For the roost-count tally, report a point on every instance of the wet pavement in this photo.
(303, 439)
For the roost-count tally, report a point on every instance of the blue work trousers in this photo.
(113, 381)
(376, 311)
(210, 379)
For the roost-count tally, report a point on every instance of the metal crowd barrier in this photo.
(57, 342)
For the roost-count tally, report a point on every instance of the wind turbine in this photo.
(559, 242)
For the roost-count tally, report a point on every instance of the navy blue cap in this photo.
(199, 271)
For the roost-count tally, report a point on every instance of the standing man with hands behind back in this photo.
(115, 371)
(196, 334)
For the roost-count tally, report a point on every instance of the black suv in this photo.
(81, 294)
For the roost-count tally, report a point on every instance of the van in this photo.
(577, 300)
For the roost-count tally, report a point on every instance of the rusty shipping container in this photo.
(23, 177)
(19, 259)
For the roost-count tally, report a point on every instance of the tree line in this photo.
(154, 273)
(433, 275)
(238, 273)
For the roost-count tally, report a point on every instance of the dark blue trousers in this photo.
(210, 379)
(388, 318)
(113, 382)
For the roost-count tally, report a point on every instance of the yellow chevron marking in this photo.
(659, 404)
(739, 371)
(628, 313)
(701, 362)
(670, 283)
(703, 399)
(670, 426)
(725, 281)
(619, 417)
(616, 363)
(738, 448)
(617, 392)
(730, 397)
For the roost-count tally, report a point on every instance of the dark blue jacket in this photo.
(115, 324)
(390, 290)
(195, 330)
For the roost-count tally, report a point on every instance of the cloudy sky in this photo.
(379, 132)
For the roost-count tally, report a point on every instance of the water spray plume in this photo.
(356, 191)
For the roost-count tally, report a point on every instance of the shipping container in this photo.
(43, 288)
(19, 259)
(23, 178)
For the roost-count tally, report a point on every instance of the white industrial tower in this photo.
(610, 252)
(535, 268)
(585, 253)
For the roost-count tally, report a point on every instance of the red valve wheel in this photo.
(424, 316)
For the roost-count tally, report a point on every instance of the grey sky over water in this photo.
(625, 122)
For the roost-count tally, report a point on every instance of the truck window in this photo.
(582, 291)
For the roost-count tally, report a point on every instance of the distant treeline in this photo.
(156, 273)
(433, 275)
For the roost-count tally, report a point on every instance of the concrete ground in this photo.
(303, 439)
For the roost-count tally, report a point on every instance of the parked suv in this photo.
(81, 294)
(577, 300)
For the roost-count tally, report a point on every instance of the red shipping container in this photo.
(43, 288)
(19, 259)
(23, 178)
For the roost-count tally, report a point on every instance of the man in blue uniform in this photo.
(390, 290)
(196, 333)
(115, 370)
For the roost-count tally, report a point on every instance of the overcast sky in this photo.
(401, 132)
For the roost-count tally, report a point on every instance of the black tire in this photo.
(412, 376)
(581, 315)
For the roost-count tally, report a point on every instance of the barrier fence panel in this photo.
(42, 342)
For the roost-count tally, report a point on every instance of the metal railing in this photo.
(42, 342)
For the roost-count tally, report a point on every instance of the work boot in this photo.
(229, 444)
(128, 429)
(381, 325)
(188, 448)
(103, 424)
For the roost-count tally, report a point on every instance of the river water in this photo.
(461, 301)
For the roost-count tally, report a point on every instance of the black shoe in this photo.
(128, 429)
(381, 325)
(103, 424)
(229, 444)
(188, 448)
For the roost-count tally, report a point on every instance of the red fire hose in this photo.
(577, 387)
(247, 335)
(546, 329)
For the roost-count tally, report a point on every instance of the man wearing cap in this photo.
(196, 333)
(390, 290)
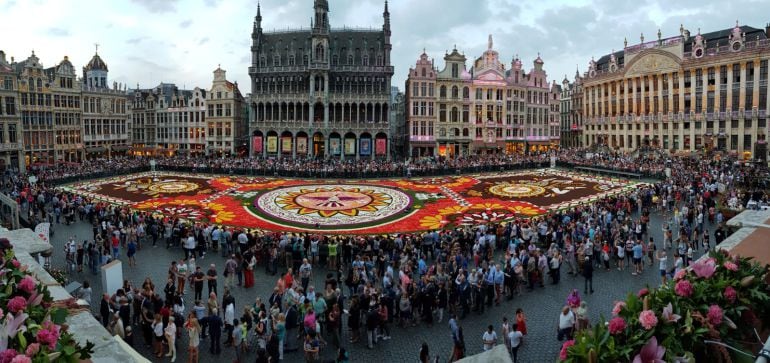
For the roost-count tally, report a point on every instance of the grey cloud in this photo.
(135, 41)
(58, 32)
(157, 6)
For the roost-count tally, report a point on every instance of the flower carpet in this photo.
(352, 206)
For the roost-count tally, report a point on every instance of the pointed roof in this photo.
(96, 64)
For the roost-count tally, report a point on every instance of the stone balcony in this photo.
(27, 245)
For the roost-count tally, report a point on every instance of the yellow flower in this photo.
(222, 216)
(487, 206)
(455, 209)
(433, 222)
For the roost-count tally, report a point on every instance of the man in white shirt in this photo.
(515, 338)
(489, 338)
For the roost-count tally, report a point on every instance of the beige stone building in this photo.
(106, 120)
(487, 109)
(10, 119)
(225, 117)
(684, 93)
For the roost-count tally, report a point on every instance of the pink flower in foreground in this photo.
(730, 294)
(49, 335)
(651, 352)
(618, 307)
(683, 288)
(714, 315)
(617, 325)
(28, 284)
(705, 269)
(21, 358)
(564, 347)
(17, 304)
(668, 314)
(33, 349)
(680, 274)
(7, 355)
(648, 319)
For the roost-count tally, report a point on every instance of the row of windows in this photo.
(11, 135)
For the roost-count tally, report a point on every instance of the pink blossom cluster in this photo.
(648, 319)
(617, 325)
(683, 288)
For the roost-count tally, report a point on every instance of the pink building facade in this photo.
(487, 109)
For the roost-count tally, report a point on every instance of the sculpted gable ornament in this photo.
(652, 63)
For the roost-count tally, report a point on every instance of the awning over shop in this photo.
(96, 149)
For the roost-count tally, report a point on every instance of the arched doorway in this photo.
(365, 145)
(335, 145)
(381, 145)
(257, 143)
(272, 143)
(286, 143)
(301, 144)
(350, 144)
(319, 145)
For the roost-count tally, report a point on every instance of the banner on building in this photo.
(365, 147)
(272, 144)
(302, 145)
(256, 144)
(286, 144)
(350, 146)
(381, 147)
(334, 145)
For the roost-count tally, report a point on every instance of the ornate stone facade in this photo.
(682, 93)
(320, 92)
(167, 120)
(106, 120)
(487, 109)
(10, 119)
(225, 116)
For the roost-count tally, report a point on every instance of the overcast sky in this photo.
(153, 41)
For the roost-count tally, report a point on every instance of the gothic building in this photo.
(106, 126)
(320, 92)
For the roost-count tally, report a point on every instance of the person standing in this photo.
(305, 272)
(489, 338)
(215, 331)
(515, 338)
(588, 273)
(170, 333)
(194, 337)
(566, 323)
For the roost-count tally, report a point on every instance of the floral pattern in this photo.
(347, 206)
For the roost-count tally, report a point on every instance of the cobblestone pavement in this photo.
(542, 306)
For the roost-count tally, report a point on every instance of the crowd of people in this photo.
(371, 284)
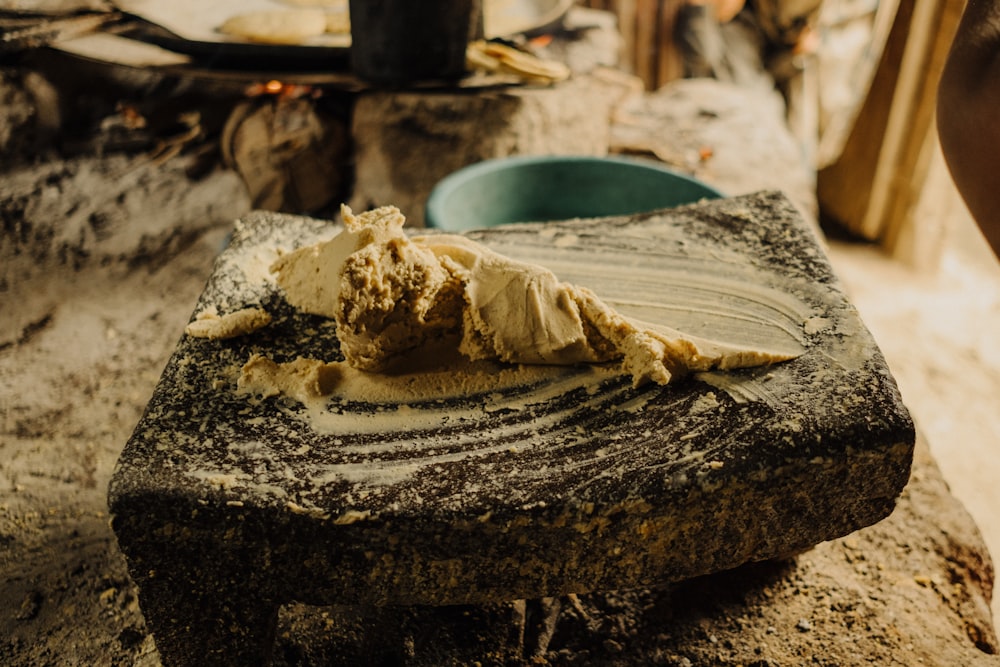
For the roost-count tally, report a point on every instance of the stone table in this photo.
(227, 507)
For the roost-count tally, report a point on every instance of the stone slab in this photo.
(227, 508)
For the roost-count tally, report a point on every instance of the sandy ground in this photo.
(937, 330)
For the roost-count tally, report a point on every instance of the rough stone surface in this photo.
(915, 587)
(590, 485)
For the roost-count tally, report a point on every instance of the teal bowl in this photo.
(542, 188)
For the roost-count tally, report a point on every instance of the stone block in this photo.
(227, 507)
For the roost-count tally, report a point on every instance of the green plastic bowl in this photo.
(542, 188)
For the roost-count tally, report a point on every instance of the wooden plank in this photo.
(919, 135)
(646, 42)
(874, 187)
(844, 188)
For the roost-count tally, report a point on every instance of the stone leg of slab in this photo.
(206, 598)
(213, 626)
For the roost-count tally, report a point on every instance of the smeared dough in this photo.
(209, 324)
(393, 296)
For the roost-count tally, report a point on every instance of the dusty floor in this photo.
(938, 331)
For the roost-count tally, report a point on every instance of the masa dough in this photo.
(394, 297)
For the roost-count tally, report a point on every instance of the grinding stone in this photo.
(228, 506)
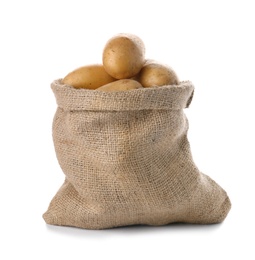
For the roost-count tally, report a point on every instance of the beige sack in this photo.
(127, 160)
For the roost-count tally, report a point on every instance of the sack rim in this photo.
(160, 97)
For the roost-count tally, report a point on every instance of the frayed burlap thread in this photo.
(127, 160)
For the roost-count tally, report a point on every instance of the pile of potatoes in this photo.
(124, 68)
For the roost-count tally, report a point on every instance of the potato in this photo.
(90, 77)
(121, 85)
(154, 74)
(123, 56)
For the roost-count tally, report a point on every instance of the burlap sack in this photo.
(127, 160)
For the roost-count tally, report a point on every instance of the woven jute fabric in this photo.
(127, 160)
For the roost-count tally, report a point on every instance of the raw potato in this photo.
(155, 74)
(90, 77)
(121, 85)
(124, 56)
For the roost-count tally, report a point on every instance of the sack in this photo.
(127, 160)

...

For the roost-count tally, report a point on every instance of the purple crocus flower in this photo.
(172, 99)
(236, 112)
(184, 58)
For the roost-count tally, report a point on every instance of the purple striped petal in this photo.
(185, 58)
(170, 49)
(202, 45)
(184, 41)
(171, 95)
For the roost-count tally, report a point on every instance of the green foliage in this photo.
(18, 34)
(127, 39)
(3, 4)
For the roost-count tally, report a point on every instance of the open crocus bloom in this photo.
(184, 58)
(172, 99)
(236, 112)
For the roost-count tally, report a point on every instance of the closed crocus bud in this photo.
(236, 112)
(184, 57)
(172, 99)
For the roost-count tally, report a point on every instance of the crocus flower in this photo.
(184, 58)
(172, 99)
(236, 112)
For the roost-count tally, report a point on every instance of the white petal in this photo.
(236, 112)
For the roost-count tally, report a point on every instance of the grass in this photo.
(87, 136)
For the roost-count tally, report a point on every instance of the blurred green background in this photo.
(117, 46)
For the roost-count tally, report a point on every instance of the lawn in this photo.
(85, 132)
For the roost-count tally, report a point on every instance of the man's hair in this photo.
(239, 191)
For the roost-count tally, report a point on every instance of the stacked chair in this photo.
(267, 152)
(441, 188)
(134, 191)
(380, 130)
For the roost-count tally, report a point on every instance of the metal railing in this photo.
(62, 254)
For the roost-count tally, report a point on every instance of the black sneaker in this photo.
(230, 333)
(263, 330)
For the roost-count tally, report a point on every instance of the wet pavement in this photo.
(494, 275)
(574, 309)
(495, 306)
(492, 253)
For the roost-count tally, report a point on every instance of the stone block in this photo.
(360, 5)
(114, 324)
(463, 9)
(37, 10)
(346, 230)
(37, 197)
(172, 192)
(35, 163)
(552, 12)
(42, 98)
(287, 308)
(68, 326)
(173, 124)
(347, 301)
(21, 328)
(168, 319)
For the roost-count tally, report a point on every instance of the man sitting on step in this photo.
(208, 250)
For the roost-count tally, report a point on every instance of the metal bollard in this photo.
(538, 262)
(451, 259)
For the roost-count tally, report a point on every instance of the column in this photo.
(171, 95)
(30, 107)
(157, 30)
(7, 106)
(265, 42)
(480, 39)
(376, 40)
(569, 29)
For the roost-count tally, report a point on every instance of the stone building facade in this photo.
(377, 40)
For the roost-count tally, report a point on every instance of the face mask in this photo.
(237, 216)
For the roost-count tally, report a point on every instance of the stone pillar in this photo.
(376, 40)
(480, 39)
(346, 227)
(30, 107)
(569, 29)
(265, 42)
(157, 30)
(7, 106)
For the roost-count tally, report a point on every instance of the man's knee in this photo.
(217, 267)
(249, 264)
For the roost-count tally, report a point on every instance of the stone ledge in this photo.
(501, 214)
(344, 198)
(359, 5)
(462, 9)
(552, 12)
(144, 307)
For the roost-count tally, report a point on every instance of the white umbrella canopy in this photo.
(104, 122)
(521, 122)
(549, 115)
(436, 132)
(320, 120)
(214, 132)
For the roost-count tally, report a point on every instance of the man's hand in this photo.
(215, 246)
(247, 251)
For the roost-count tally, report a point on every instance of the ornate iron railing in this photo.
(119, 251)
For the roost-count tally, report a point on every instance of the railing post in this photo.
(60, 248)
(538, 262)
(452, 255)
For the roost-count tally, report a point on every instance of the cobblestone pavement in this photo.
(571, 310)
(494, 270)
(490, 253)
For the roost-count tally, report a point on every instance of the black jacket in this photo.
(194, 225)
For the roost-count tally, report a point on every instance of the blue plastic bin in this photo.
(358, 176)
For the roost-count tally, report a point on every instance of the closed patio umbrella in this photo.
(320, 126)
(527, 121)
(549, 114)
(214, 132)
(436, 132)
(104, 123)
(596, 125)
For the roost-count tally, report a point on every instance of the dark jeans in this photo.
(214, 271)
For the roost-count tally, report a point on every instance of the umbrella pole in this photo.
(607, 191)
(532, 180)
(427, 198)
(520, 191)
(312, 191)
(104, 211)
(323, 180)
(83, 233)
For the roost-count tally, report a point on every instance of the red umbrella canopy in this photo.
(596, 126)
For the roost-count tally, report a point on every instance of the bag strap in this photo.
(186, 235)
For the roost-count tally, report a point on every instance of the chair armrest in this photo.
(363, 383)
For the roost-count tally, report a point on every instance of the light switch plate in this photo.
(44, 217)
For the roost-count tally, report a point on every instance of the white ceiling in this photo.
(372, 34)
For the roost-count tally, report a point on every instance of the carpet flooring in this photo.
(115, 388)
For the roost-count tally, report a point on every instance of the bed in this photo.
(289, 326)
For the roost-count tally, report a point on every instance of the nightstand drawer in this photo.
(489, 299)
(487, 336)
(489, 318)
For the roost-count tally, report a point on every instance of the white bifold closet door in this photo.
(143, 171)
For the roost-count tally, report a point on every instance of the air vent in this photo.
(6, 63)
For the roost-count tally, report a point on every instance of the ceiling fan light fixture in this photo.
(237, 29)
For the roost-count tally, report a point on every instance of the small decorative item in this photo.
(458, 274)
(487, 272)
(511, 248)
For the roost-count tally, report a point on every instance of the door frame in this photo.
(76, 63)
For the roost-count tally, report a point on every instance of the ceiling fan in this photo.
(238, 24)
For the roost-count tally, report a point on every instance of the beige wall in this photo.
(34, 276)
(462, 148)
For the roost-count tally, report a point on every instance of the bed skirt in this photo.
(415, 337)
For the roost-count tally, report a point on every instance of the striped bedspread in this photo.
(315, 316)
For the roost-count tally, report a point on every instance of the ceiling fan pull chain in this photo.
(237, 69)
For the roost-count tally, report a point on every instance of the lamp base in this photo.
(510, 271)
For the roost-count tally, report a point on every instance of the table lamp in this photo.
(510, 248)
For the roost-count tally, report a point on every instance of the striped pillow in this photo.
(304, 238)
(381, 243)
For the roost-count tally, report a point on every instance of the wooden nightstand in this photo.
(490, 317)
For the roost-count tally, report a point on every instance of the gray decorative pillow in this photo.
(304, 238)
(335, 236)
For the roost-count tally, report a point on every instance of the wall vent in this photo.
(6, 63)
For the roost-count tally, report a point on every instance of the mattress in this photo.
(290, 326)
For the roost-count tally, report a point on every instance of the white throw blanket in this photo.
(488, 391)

...

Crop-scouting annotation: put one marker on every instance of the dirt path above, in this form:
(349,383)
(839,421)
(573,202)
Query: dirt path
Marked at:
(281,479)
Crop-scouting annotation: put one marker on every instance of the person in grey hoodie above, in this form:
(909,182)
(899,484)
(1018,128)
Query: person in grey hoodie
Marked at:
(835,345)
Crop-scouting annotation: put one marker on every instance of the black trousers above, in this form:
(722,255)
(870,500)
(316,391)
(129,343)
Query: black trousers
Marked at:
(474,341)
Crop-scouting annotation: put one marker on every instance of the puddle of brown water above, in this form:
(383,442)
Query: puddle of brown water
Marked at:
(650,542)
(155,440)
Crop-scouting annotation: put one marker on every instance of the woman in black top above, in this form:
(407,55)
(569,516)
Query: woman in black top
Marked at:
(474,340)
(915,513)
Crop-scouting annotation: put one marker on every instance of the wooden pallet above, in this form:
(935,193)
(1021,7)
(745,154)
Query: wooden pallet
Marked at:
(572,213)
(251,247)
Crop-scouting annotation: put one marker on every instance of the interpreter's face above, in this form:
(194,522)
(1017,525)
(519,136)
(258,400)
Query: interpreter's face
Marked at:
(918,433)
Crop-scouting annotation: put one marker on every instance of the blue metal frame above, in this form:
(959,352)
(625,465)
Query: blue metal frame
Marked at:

Task instructions
Scan the data above and report each line in which "pallet" is present.

Response to the task
Crop-scouting annotation: put one marker on every instance of the wooden pallet above, in this form:
Query: wooden pallet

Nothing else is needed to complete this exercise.